Magazine Le Mensuel

Nº 3063 du vendredi 22 juillet 2016

general

Le carnage de Nice. Le profil intrigant du terroriste

La France a une nouvelle fois connu l’horreur avec l’attentat perpétré au soir du 14 juillet sur la promenade des Anglais à Nice et revendiqué, depuis, par l’Etat islamique. Jour après jour, le profil du terroriste, Mohamed Lahouaiej-Bouhlel, ainsi que son mode opératoire, s’affinent, mais laissent place à de nombreuses interrogations.

Quelques jours après le terrible carnage perpétré par Mohamed Lahouaiej-Bouhlel sur la promenade des Anglais à Nice, le soir du 14 juillet, fête nationale française, l’avenue semble avoir repris une apparence presque normale. Rouverte au public lundi, la célèbre avenue aux bancs et chaises bleus, d’où l’on admire la longue enfilade d’hôtels ou le fameux Palais de la Méditerranée, avec en face les couleurs somptueuses de la Grande Bleue, porte encore les stigmates d’une soirée cauchemardesque. Côté mer, sur le trottoir, des fleurs, des mots, dessins, bougies ou autres peluches ont été posés au sol, à l’endroit même où sont tombées les 84 victimes du camion conduit par Mohamed Lahouaiej-Bouhlel, ainsi que les centaines de blessés, dont 19 encore se trouvaient entre la vie et la mort, mardi matin.
Lundi, des milliers de personnes ont afflué sur la promenade des Anglais pour rendre hommage à ces victimes innocentes tombées un soir de fête. A midi, tous se sont immobilisés pour une minute de silence. Mais la colère a vite repris le dessus. Venu se joindre à l’hommage, le Premier ministre français, Manuel Valls, s’est vu huer et siffler par une partie de la foule, en colère, appelant à la «démission». L’unité nationale, constatée au lendemain des attentats de Charlie Hebdo, le 7 janvier 2015, ainsi qu’après ceux du 14 novembre 2015 à Paris, semble avoir volé en éclats. Révoltés par l’attentat immonde de Nice, une grande partie de la population demande désormais des comptes à ses gouvernants. De même, la parole «politiquement correcte» semble s’être libérée, pour laisser place à des propos parfois racistes envers la communauté musulmane. Une communauté pourtant très endeuillée aussi, puisque plus d’un tiers des victimes de Nice sont de confession musulmane. Ce qui n’a pas empêché des altercations vives, lundi, entre les Niçois réunis là. Des habitantes de la ville, voilées, ont été prises à partie par quelques Niçois, alors qu’elles étaient venues se recueillir. Depuis dimanche, on a aussi vu des personnes crachant sur le bitume à l’endroit où Mohamed Bouhlel a été abattu. Cailloux, mouchoirs sales et mégots jetés là accueillent aussi les insultes et les crachats, en guise de défouloir populaire.

-- Consigne A --
Transcrivez fidèlement l'extrait de l'article sur l'attentat de Nice, en commençant par « Quelques jours après » et en continuant jusqu'à « mort, mardi matin. ».

-- Données fournies --

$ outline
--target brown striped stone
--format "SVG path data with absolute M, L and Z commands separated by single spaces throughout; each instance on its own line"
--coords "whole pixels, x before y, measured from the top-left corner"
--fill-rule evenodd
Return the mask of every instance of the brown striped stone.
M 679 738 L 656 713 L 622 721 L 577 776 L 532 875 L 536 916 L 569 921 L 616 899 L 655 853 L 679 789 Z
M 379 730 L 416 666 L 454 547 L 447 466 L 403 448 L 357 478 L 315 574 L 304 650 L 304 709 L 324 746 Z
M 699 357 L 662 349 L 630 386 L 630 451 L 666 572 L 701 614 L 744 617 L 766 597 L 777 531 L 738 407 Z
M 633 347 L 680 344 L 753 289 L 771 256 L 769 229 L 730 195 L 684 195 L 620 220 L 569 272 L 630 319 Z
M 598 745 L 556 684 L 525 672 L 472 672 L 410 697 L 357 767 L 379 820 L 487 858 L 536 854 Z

==

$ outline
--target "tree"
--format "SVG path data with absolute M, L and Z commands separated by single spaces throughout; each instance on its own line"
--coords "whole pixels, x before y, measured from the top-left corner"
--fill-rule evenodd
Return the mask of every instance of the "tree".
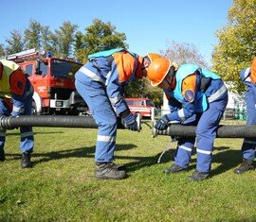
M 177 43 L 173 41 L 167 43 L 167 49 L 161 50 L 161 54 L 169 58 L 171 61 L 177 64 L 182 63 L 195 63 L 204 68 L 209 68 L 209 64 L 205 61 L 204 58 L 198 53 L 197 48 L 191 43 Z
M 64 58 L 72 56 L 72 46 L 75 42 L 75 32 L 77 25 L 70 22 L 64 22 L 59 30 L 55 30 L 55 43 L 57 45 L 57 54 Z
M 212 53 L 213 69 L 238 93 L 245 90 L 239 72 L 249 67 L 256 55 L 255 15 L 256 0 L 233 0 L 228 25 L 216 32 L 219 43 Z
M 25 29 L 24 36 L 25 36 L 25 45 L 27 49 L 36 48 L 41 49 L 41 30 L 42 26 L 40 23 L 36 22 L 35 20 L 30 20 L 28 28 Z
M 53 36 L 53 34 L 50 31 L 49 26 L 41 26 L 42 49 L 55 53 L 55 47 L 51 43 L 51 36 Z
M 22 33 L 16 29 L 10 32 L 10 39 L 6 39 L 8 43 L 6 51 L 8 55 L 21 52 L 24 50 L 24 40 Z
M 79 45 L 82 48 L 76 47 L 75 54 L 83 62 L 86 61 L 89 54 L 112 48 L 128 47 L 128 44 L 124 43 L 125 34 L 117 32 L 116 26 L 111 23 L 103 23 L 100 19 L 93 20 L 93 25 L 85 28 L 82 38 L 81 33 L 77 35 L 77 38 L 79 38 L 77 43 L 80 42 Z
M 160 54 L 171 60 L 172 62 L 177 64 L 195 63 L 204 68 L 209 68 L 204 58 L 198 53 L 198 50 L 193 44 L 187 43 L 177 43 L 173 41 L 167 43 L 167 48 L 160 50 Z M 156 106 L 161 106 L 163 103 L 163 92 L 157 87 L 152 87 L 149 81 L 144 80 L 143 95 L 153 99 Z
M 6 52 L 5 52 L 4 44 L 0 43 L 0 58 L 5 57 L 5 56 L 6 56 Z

-- Consigne B --
Relevez dans le listing chaque ligne où figure le mot « striped ».

-- Corrigé A --
Quelques jours après le terrible carnage perpétré par Mohamed Lahouaiej-Bouhlel sur la promenade des Anglais à Nice, le soir du 14 juillet, fête nationale française, l’avenue semble avoir repris une apparence presque normale. Rouverte au public lundi, la célèbre avenue aux bancs et chaises bleus, d’où l’on admire la longue enfilade d’hôtels ou le fameux Palais de la Méditerranée, avec en face les couleurs somptueuses de la Grande Bleue, porte encore les stigmates d’une soirée cauchemardesque. Côté mer, sur le trottoir, des fleurs, des mots, dessins, bougies ou autres peluches ont été posés au sol, à l’endroit même où sont tombées les 84 victimes du camion conduit par Mohamed Lahouaiej-Bouhlel, ainsi que les centaines de blessés, dont 19 encore se trouvaient entre la vie et la mort, mardi matin.

-- Corrigé B --
--target brown striped stone
Return the mask of every instance of the brown striped stone.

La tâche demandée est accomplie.